::: Task material

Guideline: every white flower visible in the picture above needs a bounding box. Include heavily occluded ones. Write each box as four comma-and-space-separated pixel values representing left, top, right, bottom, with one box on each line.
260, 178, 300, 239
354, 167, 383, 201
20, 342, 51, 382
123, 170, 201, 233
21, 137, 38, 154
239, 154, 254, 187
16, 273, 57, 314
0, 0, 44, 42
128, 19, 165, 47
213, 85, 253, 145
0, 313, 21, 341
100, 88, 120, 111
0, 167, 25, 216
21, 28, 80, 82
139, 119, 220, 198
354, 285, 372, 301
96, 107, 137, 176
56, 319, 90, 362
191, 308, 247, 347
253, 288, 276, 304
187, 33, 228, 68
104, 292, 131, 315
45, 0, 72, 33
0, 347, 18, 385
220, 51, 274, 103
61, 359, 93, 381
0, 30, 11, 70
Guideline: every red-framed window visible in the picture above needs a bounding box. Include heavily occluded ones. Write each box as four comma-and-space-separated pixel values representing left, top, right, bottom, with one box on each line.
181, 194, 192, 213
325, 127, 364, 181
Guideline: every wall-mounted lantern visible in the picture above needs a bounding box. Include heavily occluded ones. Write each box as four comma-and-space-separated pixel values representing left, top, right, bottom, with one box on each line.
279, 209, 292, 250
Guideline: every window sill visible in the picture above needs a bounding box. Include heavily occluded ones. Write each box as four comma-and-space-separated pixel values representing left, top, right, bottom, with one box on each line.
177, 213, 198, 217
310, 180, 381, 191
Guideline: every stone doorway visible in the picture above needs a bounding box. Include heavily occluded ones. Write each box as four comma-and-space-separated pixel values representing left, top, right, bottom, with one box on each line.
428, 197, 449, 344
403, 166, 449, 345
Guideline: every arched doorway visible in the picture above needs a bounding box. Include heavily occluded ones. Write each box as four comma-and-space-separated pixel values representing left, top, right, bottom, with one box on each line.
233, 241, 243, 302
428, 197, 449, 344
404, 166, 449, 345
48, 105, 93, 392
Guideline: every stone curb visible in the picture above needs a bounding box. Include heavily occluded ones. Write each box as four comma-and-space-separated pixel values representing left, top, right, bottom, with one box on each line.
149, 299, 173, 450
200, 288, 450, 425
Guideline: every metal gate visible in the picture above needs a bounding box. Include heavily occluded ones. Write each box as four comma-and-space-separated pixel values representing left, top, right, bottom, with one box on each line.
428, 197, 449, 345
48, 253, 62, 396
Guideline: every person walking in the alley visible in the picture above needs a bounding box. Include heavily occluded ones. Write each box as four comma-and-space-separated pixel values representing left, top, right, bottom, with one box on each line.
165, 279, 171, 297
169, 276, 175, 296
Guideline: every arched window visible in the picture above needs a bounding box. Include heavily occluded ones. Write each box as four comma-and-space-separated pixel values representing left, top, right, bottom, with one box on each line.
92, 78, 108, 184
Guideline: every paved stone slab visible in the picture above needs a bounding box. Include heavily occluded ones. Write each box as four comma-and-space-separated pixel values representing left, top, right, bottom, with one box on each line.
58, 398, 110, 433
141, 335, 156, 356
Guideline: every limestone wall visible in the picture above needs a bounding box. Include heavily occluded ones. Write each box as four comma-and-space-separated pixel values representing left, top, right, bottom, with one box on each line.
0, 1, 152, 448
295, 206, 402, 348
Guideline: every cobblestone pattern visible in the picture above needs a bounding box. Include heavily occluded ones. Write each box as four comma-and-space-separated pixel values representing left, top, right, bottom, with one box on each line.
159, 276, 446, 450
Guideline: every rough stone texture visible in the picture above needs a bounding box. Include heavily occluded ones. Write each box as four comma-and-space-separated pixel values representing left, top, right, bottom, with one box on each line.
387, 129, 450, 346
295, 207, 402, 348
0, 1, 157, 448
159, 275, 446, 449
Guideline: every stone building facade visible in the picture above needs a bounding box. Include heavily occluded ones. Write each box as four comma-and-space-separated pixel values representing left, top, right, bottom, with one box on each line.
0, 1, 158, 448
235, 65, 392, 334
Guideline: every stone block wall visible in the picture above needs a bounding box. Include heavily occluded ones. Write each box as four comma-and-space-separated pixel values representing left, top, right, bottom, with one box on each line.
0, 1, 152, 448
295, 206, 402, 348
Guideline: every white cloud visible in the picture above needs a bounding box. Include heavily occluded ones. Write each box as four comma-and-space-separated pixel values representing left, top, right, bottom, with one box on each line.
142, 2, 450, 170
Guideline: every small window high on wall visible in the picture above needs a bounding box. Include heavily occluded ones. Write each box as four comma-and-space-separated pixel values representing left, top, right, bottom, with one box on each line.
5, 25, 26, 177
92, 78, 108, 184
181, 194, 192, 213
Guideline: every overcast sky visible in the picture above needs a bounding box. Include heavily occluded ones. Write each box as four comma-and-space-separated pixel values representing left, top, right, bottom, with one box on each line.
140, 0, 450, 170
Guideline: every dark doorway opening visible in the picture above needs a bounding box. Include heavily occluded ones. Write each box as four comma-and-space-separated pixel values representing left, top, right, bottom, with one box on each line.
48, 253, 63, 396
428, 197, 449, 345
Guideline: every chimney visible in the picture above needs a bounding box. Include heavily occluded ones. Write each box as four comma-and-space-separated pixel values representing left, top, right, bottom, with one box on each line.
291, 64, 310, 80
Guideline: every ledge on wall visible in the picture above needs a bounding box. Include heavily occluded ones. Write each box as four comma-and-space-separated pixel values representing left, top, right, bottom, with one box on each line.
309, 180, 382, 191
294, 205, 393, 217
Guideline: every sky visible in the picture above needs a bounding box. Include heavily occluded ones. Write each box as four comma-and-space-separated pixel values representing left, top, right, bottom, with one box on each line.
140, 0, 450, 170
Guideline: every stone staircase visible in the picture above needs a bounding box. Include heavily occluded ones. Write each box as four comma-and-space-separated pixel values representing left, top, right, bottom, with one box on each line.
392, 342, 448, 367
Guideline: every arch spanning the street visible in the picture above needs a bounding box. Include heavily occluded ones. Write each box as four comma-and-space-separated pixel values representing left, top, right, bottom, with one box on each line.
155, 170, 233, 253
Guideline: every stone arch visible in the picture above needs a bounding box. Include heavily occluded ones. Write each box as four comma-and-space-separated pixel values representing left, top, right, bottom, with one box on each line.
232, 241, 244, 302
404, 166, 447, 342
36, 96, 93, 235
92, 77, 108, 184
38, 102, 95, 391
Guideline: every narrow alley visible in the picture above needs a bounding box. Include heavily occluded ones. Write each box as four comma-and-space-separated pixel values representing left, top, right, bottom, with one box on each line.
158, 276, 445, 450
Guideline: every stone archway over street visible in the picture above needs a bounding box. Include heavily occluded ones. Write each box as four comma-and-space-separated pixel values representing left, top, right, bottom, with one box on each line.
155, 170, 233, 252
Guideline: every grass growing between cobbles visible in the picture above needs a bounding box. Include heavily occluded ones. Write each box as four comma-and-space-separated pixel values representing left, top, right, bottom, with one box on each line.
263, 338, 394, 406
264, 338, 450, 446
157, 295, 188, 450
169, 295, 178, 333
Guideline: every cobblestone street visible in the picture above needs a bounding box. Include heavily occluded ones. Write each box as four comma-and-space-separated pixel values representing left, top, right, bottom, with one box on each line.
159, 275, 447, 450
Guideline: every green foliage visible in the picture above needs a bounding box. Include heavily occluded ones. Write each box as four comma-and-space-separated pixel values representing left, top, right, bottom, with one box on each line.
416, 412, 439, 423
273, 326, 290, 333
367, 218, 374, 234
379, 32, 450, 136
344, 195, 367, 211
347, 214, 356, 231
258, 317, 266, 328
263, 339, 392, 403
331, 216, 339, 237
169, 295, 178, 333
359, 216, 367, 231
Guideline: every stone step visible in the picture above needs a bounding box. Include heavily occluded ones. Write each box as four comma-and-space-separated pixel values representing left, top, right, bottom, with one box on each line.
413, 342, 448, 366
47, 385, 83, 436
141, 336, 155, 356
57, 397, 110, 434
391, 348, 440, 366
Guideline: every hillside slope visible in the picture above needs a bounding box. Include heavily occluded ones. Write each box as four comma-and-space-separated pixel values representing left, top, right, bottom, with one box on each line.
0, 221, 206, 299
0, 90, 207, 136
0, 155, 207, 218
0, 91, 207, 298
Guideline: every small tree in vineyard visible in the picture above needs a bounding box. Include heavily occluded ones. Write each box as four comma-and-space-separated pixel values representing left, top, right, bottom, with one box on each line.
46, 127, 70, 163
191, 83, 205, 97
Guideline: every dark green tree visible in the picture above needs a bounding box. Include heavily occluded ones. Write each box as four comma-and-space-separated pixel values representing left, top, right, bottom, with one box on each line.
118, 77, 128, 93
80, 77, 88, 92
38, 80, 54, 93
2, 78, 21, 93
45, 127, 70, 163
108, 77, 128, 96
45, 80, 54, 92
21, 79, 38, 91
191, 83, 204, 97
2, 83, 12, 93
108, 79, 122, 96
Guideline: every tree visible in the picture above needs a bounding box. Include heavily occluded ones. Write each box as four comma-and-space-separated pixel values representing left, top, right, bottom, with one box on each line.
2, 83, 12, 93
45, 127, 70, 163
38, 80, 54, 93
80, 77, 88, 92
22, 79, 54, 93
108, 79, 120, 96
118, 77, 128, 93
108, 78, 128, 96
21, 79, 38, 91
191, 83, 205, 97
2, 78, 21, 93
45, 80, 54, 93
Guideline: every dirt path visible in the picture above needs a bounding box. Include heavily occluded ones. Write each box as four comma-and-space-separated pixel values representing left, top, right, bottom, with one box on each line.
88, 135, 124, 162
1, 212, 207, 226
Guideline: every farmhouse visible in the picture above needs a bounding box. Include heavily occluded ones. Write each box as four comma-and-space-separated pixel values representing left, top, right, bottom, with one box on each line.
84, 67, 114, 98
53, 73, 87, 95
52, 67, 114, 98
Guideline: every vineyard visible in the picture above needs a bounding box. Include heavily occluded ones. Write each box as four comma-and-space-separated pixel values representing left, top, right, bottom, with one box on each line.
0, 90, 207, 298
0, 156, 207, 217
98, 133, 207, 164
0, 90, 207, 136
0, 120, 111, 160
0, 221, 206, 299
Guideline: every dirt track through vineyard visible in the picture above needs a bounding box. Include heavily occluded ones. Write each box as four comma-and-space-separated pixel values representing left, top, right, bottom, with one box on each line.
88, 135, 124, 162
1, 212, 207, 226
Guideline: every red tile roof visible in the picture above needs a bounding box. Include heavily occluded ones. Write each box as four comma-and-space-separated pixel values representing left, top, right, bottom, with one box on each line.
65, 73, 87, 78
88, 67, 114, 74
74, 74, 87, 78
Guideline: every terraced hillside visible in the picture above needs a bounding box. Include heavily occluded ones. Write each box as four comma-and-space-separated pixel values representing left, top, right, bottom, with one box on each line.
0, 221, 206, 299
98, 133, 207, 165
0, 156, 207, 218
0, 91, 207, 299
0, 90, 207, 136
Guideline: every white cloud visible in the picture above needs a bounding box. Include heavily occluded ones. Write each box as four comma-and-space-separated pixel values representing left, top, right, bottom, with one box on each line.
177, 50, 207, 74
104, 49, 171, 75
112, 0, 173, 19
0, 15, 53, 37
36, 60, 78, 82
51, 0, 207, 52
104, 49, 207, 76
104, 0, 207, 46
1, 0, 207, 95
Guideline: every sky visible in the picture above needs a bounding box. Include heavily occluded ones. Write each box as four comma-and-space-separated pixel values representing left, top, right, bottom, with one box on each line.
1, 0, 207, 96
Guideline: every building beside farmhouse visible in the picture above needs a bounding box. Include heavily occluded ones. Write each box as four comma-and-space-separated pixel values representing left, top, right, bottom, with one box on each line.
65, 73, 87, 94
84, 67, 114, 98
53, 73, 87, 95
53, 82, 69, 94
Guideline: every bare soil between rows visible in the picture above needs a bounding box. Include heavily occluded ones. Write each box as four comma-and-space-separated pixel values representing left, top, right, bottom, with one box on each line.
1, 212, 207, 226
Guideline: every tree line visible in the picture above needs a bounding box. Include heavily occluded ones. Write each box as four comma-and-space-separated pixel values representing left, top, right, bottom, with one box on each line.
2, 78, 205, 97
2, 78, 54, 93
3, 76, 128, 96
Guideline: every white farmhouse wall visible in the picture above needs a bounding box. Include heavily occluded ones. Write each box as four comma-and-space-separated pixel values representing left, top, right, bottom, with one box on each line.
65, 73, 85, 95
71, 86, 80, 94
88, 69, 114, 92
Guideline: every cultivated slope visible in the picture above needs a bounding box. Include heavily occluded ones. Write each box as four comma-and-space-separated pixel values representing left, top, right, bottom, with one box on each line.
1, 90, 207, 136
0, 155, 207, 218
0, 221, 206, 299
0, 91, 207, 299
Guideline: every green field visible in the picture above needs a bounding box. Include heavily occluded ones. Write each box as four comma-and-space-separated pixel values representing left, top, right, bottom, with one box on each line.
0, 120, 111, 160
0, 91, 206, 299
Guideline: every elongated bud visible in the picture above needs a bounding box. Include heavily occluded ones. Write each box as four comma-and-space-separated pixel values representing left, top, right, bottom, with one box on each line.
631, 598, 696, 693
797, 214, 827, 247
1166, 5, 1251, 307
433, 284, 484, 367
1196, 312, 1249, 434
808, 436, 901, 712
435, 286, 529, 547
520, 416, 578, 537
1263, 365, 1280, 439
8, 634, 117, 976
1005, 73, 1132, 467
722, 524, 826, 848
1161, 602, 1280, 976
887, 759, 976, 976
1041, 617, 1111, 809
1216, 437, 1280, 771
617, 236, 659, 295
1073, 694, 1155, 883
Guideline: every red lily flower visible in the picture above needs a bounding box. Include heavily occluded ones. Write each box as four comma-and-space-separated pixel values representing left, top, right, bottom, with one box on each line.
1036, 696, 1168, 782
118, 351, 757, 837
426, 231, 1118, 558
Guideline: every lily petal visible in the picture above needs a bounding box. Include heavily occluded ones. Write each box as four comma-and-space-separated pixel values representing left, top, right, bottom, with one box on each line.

::::::

> Prompt: Write down only the closing run of lines: the one containing "Guideline: every red lily" and every line after it to the end of the entries, exactly.

> Answer space:
Guideline: every red lily flower visible in the picture above needs a bounding box. Include heavily occluded ones. Write each box as four comma-and-space-separated pixel values representing left, top, right, bottom, with one box on each line.
1036, 696, 1168, 782
118, 351, 757, 837
426, 231, 1118, 558
Guideline: every lily petal visible in the picture above needs a bounding box. Include heavily occluded ones. Write each box as four comma-and-space-separated pixel values representing left, top, right, bottom, with one box on each line.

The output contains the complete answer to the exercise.